# Start of Given information

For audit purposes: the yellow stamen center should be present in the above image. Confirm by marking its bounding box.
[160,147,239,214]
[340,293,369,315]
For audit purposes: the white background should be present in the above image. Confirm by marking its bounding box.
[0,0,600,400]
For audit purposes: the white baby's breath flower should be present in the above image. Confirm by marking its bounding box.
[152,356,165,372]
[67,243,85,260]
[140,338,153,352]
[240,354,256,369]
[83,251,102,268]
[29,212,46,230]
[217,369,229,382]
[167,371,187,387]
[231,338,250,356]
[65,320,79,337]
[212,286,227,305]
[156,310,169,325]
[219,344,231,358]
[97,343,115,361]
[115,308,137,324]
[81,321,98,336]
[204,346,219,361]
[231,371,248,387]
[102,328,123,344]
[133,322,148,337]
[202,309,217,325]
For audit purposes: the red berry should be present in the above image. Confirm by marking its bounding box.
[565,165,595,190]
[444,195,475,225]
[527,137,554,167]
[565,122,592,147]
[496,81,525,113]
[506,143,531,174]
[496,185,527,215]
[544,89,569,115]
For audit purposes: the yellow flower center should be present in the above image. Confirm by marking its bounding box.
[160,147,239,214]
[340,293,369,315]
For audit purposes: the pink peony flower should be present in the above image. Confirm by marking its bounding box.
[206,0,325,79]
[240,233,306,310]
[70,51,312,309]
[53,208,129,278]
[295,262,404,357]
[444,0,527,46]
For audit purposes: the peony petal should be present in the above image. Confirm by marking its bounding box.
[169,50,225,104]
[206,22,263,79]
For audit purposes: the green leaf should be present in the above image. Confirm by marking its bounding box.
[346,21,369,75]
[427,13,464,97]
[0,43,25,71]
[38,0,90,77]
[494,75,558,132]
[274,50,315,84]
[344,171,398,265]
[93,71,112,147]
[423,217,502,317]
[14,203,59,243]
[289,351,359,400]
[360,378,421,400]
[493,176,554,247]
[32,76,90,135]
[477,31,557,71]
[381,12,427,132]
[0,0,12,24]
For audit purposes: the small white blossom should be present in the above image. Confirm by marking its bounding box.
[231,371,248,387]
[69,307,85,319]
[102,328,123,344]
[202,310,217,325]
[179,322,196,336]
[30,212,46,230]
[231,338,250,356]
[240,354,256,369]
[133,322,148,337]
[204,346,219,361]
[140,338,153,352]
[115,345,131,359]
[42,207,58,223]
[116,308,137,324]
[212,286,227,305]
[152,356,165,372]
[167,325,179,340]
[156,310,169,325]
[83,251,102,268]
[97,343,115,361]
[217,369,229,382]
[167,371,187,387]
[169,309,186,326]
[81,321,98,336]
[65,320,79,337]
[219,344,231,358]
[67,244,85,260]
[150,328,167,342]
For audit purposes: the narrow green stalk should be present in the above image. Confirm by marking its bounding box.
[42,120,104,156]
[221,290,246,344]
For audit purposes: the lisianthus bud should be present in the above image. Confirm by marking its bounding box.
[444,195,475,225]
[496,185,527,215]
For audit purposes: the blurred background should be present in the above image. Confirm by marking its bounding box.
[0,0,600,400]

# End of Given information

Given request:
Present every line of the items above as a Markdown table with two columns, Row and Line. Number the rows in order and leave out any blank lines.

Task output:
| Row | Line |
|---|---|
| 1 | For audit purposes: the yellow stamen center should be present in the above image. Confirm by marking its bounding box. |
| 2 | [160,147,239,214] |
| 3 | [340,293,369,315] |
| 4 | For audit purposes: the white background should be present in the above image. Confirm by marking its bounding box. |
| 5 | [0,0,600,400] |
| 6 | For audit purposes: the white baby's breath flower should be present in the above image. Confirm by marking its bounding box. |
| 7 | [152,356,165,372] |
| 8 | [67,243,85,260] |
| 9 | [140,338,153,352] |
| 10 | [240,354,256,369] |
| 11 | [83,251,102,268] |
| 12 | [29,212,46,230] |
| 13 | [217,369,229,382] |
| 14 | [167,371,187,387] |
| 15 | [231,338,250,356] |
| 16 | [65,320,79,337] |
| 17 | [212,286,227,305] |
| 18 | [156,310,169,325] |
| 19 | [219,344,231,358] |
| 20 | [97,343,115,361] |
| 21 | [115,308,137,324] |
| 22 | [81,321,98,336] |
| 23 | [204,346,219,361] |
| 24 | [231,371,248,387] |
| 25 | [102,328,123,344] |
| 26 | [133,322,148,337] |
| 27 | [202,309,217,325] |
| 28 | For audit purposes: the red berry should be present in the above image. Confirm by marking its bounding box. |
| 29 | [565,165,595,190] |
| 30 | [444,195,475,225] |
| 31 | [527,137,554,167] |
| 32 | [565,122,592,147] |
| 33 | [496,81,525,113] |
| 34 | [506,143,531,174] |
| 35 | [496,185,527,215] |
| 36 | [544,89,569,115] |
| 37 | For audit purposes: the yellow flower center should be present in the above image. Confirm by marking its bounding box. |
| 38 | [160,147,239,214] |
| 39 | [340,293,369,315] |
| 40 | For audit purposes: the pink peony flower should be present in the above image. Confirm by marking its bounding box. |
| 41 | [206,0,325,79] |
| 42 | [240,233,306,310] |
| 43 | [70,51,312,309] |
| 44 | [53,208,129,278] |
| 45 | [295,262,404,357] |
| 46 | [444,0,527,46] |
| 47 | For audit purposes: the peony petal should be present in the above image. Confirm by marking its bounding box. |
| 48 | [169,50,225,104] |
| 49 | [206,22,263,79] |
| 50 | For audit purposes: the green leaf should be present in the above image. Confirm by marking its bounding box. |
| 51 | [346,21,369,75] |
| 52 | [427,13,464,97] |
| 53 | [0,43,25,71] |
| 54 | [38,0,90,77] |
| 55 | [494,75,558,132] |
| 56 | [274,50,315,84] |
| 57 | [344,171,398,265] |
| 58 | [93,71,112,147] |
| 59 | [423,217,502,317] |
| 60 | [14,203,59,243] |
| 61 | [289,351,359,400] |
| 62 | [360,378,421,400] |
| 63 | [493,176,554,247] |
| 64 | [32,76,90,135] |
| 65 | [477,31,557,71] |
| 66 | [381,12,427,132] |
| 67 | [0,0,12,24] |
| 68 | For audit purposes: the small white blossom should be present in the above image. Confirm by marking its bounding box. |
| 69 | [231,371,248,387] |
| 70 | [69,307,85,319] |
| 71 | [102,328,123,344] |
| 72 | [202,310,217,325] |
| 73 | [179,322,196,336] |
| 74 | [30,212,46,230] |
| 75 | [231,338,250,356] |
| 76 | [240,354,256,369] |
| 77 | [133,322,148,337] |
| 78 | [204,346,219,361] |
| 79 | [140,338,153,352] |
| 80 | [115,345,131,359] |
| 81 | [42,207,58,223] |
| 82 | [116,308,137,324] |
| 83 | [212,286,227,305] |
| 84 | [152,356,165,372] |
| 85 | [167,325,179,340] |
| 86 | [156,310,169,325] |
| 87 | [83,251,102,268] |
| 88 | [97,343,115,361] |
| 89 | [217,369,229,382] |
| 90 | [167,371,187,387] |
| 91 | [169,309,186,326] |
| 92 | [81,321,98,336] |
| 93 | [65,320,79,337] |
| 94 | [219,344,231,358] |
| 95 | [67,244,85,260] |
| 96 | [150,328,167,342] |
| 97 | For audit purposes: the narrow green stalk should be present in the above image. Confirm by marking its bounding box. |
| 98 | [42,120,104,156] |
| 99 | [221,290,246,344] |
| 100 | For audit purposes: the lisianthus bud should be present in the above image. Confirm by marking its bounding box. |
| 101 | [444,195,475,225] |
| 102 | [496,185,527,215] |
| 103 | For audit purposes: the blurred background should be present in the above image. Confirm by marking its bounding box. |
| 104 | [0,0,600,400] |